**TASK REQUIREMENTS**
Reproduce each of the following items verbatim, with no changes.

**RECORDS TO PROCESS**
----------

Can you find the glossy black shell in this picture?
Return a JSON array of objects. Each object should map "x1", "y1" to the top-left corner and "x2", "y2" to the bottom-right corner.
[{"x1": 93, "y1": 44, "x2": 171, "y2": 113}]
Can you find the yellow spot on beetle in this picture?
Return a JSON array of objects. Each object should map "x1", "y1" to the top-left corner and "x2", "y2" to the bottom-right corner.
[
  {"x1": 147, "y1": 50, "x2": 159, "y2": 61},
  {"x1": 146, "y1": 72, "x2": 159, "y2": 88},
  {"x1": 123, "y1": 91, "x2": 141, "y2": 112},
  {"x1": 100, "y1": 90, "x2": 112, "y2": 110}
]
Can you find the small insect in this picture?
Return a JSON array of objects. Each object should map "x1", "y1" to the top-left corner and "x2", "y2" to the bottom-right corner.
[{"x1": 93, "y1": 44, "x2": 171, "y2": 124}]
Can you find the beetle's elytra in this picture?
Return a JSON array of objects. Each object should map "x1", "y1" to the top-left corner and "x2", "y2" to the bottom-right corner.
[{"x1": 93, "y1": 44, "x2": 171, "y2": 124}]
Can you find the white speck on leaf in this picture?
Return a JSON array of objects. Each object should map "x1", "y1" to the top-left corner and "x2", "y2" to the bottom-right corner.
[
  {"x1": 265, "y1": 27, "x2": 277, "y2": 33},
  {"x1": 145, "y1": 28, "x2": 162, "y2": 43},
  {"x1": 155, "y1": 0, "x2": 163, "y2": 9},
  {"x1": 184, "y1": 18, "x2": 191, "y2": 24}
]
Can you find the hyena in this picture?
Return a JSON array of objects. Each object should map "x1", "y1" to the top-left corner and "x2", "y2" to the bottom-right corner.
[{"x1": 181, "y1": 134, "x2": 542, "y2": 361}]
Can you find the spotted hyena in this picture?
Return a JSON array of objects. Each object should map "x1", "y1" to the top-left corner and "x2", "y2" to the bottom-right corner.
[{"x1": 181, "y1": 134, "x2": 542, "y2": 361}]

----------

**WORKED SOLUTION**
Can you find the glossy black shell in this picture?
Return a JSON array of objects. Each object should map "x1", "y1" to the top-left corner and "x2", "y2" to the bottom-right corner.
[{"x1": 93, "y1": 44, "x2": 171, "y2": 113}]
Can you find the yellow spot on beetle in this picture?
Return a JSON array of objects. Each object should map "x1", "y1" to the top-left corner and "x2", "y2" to the bottom-right corner.
[
  {"x1": 147, "y1": 50, "x2": 159, "y2": 61},
  {"x1": 146, "y1": 72, "x2": 159, "y2": 88},
  {"x1": 123, "y1": 91, "x2": 141, "y2": 112},
  {"x1": 100, "y1": 90, "x2": 112, "y2": 110}
]
Can you find the small insect in this picture?
Return a JSON array of objects. Each object should map "x1", "y1" to the top-left corner and "x2", "y2" to the bottom-right corner.
[{"x1": 93, "y1": 44, "x2": 171, "y2": 124}]
Can you find the beetle's elytra in this picture?
Return a JSON array of objects. Each object should map "x1", "y1" to the top-left corner and "x2", "y2" to the bottom-right corner.
[{"x1": 93, "y1": 44, "x2": 171, "y2": 124}]
Can you find the white speck on leaf in this picture?
Return a JSON array of objects. Each object should map "x1", "y1" to the top-left corner and "x2", "y2" to the bottom-right corner.
[
  {"x1": 265, "y1": 27, "x2": 277, "y2": 33},
  {"x1": 145, "y1": 28, "x2": 162, "y2": 43},
  {"x1": 155, "y1": 0, "x2": 163, "y2": 9},
  {"x1": 184, "y1": 18, "x2": 191, "y2": 24}
]
Can you find the hyena in this picture?
Return a JSON array of objects. Each object should map "x1", "y1" to the top-left corner and "x2", "y2" to the bottom-right corner.
[{"x1": 181, "y1": 134, "x2": 542, "y2": 361}]
Can you find the spotted hyena in this picture?
Return a JSON array of objects. Each object should map "x1", "y1" to the top-left corner and "x2", "y2" to the bottom-right corner.
[{"x1": 181, "y1": 134, "x2": 542, "y2": 361}]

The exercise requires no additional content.